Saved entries
== == ==

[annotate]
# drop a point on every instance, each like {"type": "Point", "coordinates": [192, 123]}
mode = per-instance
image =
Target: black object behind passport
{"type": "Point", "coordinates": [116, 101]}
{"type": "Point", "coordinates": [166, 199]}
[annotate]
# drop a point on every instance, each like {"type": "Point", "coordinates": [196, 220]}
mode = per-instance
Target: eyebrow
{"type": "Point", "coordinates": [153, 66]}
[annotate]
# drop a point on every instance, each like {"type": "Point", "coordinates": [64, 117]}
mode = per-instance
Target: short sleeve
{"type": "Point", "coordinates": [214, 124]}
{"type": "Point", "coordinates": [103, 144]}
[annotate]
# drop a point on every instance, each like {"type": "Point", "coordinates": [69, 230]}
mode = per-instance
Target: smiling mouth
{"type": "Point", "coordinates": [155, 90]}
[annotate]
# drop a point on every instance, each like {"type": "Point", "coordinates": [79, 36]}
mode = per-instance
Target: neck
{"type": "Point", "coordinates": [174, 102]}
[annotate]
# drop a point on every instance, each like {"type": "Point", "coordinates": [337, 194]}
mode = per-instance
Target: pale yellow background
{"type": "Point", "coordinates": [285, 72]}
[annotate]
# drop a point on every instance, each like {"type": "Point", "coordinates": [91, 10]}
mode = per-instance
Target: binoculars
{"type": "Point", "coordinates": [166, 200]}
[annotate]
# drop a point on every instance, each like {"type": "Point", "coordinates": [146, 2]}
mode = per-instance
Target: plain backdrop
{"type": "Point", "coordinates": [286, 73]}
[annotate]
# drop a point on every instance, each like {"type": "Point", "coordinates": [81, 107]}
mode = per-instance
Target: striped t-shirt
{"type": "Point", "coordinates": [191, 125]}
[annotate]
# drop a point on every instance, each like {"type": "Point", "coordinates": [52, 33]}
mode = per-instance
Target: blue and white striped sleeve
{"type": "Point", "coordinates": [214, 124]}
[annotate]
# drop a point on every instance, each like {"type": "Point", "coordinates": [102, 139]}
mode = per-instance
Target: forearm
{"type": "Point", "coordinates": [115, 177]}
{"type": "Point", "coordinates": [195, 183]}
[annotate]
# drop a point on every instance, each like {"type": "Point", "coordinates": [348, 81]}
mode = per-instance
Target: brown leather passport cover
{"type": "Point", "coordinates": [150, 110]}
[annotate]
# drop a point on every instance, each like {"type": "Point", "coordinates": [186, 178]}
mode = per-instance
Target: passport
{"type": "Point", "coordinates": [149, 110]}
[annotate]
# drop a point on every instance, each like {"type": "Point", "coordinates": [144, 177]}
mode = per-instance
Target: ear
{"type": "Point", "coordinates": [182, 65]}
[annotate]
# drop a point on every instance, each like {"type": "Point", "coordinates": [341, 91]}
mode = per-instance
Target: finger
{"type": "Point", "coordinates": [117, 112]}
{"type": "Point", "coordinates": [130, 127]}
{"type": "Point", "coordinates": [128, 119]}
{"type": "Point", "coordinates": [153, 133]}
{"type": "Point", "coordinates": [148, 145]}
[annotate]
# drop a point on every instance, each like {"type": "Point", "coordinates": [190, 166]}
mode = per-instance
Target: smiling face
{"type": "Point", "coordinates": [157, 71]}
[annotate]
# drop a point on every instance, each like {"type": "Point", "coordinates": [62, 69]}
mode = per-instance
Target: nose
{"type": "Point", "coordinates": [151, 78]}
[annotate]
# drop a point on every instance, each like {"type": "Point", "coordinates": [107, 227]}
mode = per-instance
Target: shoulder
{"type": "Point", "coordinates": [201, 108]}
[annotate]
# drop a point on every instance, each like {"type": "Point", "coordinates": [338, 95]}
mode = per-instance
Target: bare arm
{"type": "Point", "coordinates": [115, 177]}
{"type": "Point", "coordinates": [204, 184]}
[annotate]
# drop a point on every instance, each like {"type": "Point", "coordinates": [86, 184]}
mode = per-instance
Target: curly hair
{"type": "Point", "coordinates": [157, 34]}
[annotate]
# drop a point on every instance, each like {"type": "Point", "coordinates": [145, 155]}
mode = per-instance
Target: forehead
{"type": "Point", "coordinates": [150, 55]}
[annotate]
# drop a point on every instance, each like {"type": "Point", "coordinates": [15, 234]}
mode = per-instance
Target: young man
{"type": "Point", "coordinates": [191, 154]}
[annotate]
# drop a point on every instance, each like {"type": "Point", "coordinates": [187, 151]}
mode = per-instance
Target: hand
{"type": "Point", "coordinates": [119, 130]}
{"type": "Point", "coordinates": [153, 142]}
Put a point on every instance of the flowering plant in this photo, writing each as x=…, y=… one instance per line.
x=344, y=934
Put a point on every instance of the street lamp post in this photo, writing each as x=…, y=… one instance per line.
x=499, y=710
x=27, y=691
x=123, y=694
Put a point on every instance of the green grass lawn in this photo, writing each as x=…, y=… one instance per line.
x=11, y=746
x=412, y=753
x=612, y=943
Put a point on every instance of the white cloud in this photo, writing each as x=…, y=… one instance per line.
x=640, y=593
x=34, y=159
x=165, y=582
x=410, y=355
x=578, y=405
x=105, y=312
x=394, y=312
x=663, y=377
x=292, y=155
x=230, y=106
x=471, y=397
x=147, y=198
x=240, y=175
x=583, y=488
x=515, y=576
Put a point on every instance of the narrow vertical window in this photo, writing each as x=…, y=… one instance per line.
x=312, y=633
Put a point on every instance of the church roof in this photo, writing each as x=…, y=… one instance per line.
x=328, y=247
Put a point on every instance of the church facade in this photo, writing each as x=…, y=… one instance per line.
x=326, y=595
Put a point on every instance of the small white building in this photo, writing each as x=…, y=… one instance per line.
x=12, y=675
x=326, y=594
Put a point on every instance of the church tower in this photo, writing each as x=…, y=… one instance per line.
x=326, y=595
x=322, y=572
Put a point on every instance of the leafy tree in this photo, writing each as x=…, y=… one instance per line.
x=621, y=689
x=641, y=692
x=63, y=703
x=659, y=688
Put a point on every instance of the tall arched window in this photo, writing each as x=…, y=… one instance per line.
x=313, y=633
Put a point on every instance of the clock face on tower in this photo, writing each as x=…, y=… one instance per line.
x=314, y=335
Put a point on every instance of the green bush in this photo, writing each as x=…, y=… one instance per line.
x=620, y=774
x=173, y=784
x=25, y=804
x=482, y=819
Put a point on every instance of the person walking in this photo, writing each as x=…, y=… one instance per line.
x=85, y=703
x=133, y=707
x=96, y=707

== == ==

Retype all of the entries. Keep each one exactly as written.

• _Task response_:
[annotate]
# drop a point on every instance, each like {"type": "Point", "coordinates": [192, 123]}
mode = per-instance
image =
Target: black object behind passport
{"type": "Point", "coordinates": [116, 101]}
{"type": "Point", "coordinates": [166, 199]}
[annotate]
# drop a point on every instance, each like {"type": "Point", "coordinates": [196, 220]}
mode = per-instance
Target: eyebrow
{"type": "Point", "coordinates": [153, 66]}
[annotate]
# drop a point on every instance, each like {"type": "Point", "coordinates": [64, 117]}
mode = per-instance
Target: short sleeve
{"type": "Point", "coordinates": [214, 124]}
{"type": "Point", "coordinates": [103, 144]}
[annotate]
# drop a point on every instance, each like {"type": "Point", "coordinates": [69, 230]}
mode = per-instance
Target: smiling mouth
{"type": "Point", "coordinates": [155, 90]}
[annotate]
# drop a point on every instance, each like {"type": "Point", "coordinates": [79, 36]}
mode = per-instance
Target: neck
{"type": "Point", "coordinates": [174, 102]}
[annotate]
# drop a point on every instance, each like {"type": "Point", "coordinates": [337, 194]}
mode = per-instance
Target: pale yellow background
{"type": "Point", "coordinates": [285, 72]}
[annotate]
# drop a point on every instance, each like {"type": "Point", "coordinates": [91, 10]}
mode = per-instance
Target: binoculars
{"type": "Point", "coordinates": [166, 200]}
[annotate]
# drop a point on every instance, each like {"type": "Point", "coordinates": [146, 2]}
mode = per-instance
Target: plain backdrop
{"type": "Point", "coordinates": [286, 73]}
[annotate]
# drop a point on every instance, each like {"type": "Point", "coordinates": [81, 107]}
mode = per-instance
Target: striped t-shirt
{"type": "Point", "coordinates": [191, 125]}
[annotate]
# drop a point on every instance, each like {"type": "Point", "coordinates": [52, 33]}
mode = per-instance
Target: blue and white striped sleeve
{"type": "Point", "coordinates": [214, 124]}
[annotate]
# drop a point on every instance, each like {"type": "Point", "coordinates": [102, 139]}
mode = per-instance
Target: forearm
{"type": "Point", "coordinates": [115, 177]}
{"type": "Point", "coordinates": [195, 183]}
[annotate]
# drop a point on every instance, each like {"type": "Point", "coordinates": [348, 81]}
mode = per-instance
Target: brown leather passport cover
{"type": "Point", "coordinates": [150, 110]}
[annotate]
# drop a point on every instance, each like {"type": "Point", "coordinates": [186, 178]}
mode = per-instance
Target: passport
{"type": "Point", "coordinates": [149, 110]}
[annotate]
# drop a point on every instance, each like {"type": "Point", "coordinates": [144, 177]}
mode = per-instance
Target: ear
{"type": "Point", "coordinates": [182, 65]}
[annotate]
# drop a point on every instance, each like {"type": "Point", "coordinates": [341, 91]}
mode = per-instance
Target: finger
{"type": "Point", "coordinates": [117, 112]}
{"type": "Point", "coordinates": [130, 127]}
{"type": "Point", "coordinates": [128, 119]}
{"type": "Point", "coordinates": [153, 133]}
{"type": "Point", "coordinates": [148, 145]}
[annotate]
# drop a point on every instance, each like {"type": "Point", "coordinates": [190, 166]}
mode = per-instance
Target: smiling face
{"type": "Point", "coordinates": [157, 71]}
[annotate]
# drop a point on every instance, each like {"type": "Point", "coordinates": [62, 69]}
mode = per-instance
Target: nose
{"type": "Point", "coordinates": [151, 78]}
[annotate]
# drop a point on every instance, each like {"type": "Point", "coordinates": [107, 227]}
mode = per-instance
Target: shoulder
{"type": "Point", "coordinates": [201, 108]}
[annotate]
# drop a point on every instance, each like {"type": "Point", "coordinates": [338, 95]}
mode = per-instance
Target: bare arm
{"type": "Point", "coordinates": [115, 177]}
{"type": "Point", "coordinates": [204, 184]}
[annotate]
# drop a point on every instance, each like {"type": "Point", "coordinates": [86, 184]}
mode = per-instance
Target: curly hair
{"type": "Point", "coordinates": [157, 34]}
[annotate]
# drop a point on every instance, each like {"type": "Point", "coordinates": [145, 155]}
mode = per-instance
Target: forehead
{"type": "Point", "coordinates": [150, 55]}
[annotate]
# drop a point on every instance, each like {"type": "Point", "coordinates": [15, 234]}
mode = per-instance
Target: young man
{"type": "Point", "coordinates": [191, 154]}
[annotate]
# drop a point on every instance, each like {"type": "Point", "coordinates": [187, 151]}
mode = per-instance
Target: hand
{"type": "Point", "coordinates": [119, 130]}
{"type": "Point", "coordinates": [153, 142]}
Put a point on every instance of the flowering plant in this photo, writing each as x=…, y=… one instance per line.
x=344, y=934
Put a point on every instance of the street lamp post in this photo, writing each as x=…, y=… one instance per line.
x=499, y=710
x=27, y=691
x=123, y=694
Put a point on every instance of the green grass lawn in this photo, writing each as x=…, y=… one instance per line.
x=11, y=746
x=412, y=753
x=612, y=943
Put a point on every instance of the white cloud in this photo, writing each as x=…, y=… one instance per line.
x=640, y=593
x=34, y=159
x=165, y=582
x=410, y=355
x=578, y=405
x=105, y=312
x=394, y=312
x=663, y=377
x=292, y=155
x=230, y=106
x=471, y=397
x=147, y=198
x=240, y=175
x=583, y=488
x=515, y=576
Put a point on every instance of the narrow vertical window in this photo, writing each as x=…, y=… one instance per line.
x=312, y=633
Put a point on every instance of the church roof in this photo, writing each as x=…, y=… one instance per line.
x=328, y=247
Put a point on every instance of the church facade in this photo, writing each as x=…, y=… one instance per line.
x=326, y=595
Put a point on every instance of the small white building in this photo, writing each as x=…, y=… one instance per line.
x=12, y=675
x=326, y=594
Put a point on every instance of the church tower in this photo, writing each as x=…, y=… one instance per line.
x=326, y=595
x=322, y=572
Put a point on every instance of the leafy tree in this photo, writing each as x=…, y=… one instance per line.
x=621, y=689
x=641, y=692
x=63, y=703
x=659, y=688
Put a point on every instance of the tall arched window in this photo, writing each as x=…, y=… one instance per line.
x=313, y=633
Put a point on every instance of the clock face on tower in this photo, writing each as x=…, y=… one instance per line.
x=314, y=335
Put a point on every instance of the green bush in this photo, writing each as x=…, y=… one instance per line.
x=620, y=774
x=173, y=784
x=25, y=804
x=482, y=819
Put a point on every instance of the person walking in this photo, writing each as x=…, y=… one instance per line.
x=85, y=703
x=133, y=707
x=96, y=707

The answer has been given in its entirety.